> _STATED TASK_:
Repeat the stretch from "That’s a hard" through "working on currently?" in the board-shaping interview below, swapping "sick" for "excellent".

> _TEXT TO READ_:
========================================
Can you tell us about how CAD comes into play in your process? 

It’s pretty much all on CAD. Every part of the board gets drawn up there and we do it with our CNC machine. 

What’s your favorite part of the shaping process?

One cool thing is when the board is cut, the sidewalls are done, you take off the final protection layer and can fully look at it. On CAD everything is flat and generic and it’s hard to imagine the stick in real life. That final moment after, say a week of work, is where the truth comes out. You can see if you messed up or if the breadcrumb trail you were following has some spice to it.

Is there a favorite board you’ve designed? Can you tell us about what makes it stand out?

That’s a hard one. The Äsmo collab was sick because I could build a board for myself and that made me understand a lot about what I want. Nils Mindnich also won his freeride world title on that board, so that was definitely a rad moment for me too. Just that he picked it and trusted in it, it is way more rewarding when you do a board for someone else and they like it. I am on Louifs Board a lot and feel like I gel with it, so in the current moment I’d pick that.

Can you talk about any interesting boards you’re working on currently?

Another one would be the Fish which just launched. I love those kinds of shapes to switch it up, but it was so rad that many others liked that deck too. Max Buri picked it last season and rode so well on it. It was really rad to watch live.

Do you have a philosophy around your approach to shaping?

I am a snowboard fan and, for me, shaping was something I always wanted to do to keep dreaming about snowboarding when there is no snow. Äsmo opened up my mind to a different approach to the mountain but also, I love the history of our culture. I’d say hydrodynamic planing hulls, the work of Richard Kenvin, was a big influence in the sense of digging up concepts from the past that were ahead of their time.

Can you tell us about how your own experiences on the board influence your work?

It’s a combination of doing Äsmos and snowboards which is a rad balance. I think to have that complete freedom with Äsmos has a good influence on what boards I do for the Hillside project.
 

Where do you see your work headed in the future? 

I’m in it for the experience, so not sure. I’m just trying to learn and have fun with it.
========================================
> _DATA SEGMENT_:
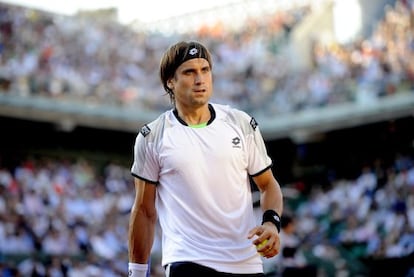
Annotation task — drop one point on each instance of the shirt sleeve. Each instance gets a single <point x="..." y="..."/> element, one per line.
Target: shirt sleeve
========================================
> _RESPONSE FOR THIS EXERCISE_:
That’s a hard one. The Äsmo collab was excellent because I could build a board for myself and that made me understand a lot about what I want. Nils Mindnich also won his freeride world title on that board, so that was definitely a rad moment for me too. Just that he picked it and trusted in it, it is way more rewarding when you do a board for someone else and they like it. I am on Louifs Board a lot and feel like I gel with it, so in the current moment I’d pick that.

Can you talk about any interesting boards you’re working on currently?